> **SOURCE TEXT**:
⁂
BIRMINGHAM, Ala., Jan. 28, 2013 /PRNewswire/ -- In a landmark decision, the Alabama Supreme Court ruled on January 11, 2013, that a patient who alleges injury from a generic prescription drug can sue makers of the brandname drug for failing to warn about the product's risks. The ruling, which issued in favor of Plaintiff Danny Weeks, comes after courts across the country have rejected a similar theory of liability. In his victory, Weeks was represented by attorneys of Heninger Garrison Davis, LLC, who argued the case before the state high court.
"We now have broad daylight for our claims against the brand-makers of Reglan," commented Lew Garrison, the HGD senior partner in charge of the case. "It is a great win for Danny and vindicates our decision to sue the brand defendants." The suit is pending in federal court in Montgomery, Alabama, and has been stayed pending the Alabama Supreme Court's decision on the question whether a plaintiff allegedly harmed by a generic medicine can sue the brandmaker of the drug. The federal court certified the question to the high court.
Danny Weeks alleges that he developed tardive dyskinesia, a movement disorder, from a generic version of the acid reflux drug Reglan, and that the brand-name manufacturers of the medicine (Wyeth LLC, Pfizer Inc., and Schwarz Pharma, Inc.) failed to adequately warn about its risks. Those brand defendants asked the federal court to certify the question.
In siding with Weeks, the Supreme Court reasoned that "an omission or defect in the labeling for the brand name drug would necessarily be repeated in the generic labeling, foreseeably causing harm to a patient who ingested the generic product." The court distinguished Weeks' claims and argument from several prior decisions in favor of brand-makers sued by patients who ingest only the generic versions of a drug. Chris Hood, another of Weeks' attorneys at HGD, called the decision "compelling and well reasoned."
"The Alabama Supreme Court is the first and only supreme court of any state to adopt the theory of liability we advocate," Hood said. "It correctly identified and applied basic tort principles overlooked by numerous lower courts which rejected similar theories," he added. "The win is tremendously satisfying, particularly because it makes clear that Danny has recourse for his injuries."
⁂
> **WORK INSTRUCTIONS**:
a) Translate this sentence from the press release into Spanish: "The federal court certified the question to the high court."
b) According to the press release, what condition does Danny Weeks allege he developed from the generic version of Reglan?
The data after the press release play no part in this work.
⁂
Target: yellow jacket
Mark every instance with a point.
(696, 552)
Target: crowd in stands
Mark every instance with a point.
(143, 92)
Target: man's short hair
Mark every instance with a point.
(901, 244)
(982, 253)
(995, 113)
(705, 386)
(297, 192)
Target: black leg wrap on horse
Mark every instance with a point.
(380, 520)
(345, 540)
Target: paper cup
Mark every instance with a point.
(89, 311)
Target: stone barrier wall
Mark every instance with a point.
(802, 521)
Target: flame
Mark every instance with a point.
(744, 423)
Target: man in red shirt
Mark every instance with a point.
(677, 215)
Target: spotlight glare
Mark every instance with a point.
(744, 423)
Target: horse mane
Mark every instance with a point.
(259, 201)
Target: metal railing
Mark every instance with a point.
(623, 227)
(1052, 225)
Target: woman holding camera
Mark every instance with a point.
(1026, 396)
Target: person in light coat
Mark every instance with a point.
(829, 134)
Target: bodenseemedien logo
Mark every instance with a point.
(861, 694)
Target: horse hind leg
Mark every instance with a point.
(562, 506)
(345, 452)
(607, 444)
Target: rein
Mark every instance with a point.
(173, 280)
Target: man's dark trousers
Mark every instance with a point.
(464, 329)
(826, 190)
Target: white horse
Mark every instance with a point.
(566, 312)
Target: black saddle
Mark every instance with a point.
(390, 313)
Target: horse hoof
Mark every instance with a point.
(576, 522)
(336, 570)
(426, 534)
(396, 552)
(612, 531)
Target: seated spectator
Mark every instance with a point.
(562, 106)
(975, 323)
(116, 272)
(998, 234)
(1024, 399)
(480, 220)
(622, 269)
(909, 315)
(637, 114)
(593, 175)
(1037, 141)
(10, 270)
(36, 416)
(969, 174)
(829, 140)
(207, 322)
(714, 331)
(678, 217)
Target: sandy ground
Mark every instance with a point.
⁂
> **RESPONSES TO THE TASKS**:
a) El tribunal federal remitió la cuestión al tribunal superior.

b) Tardive dyskinesia, a movement disorder.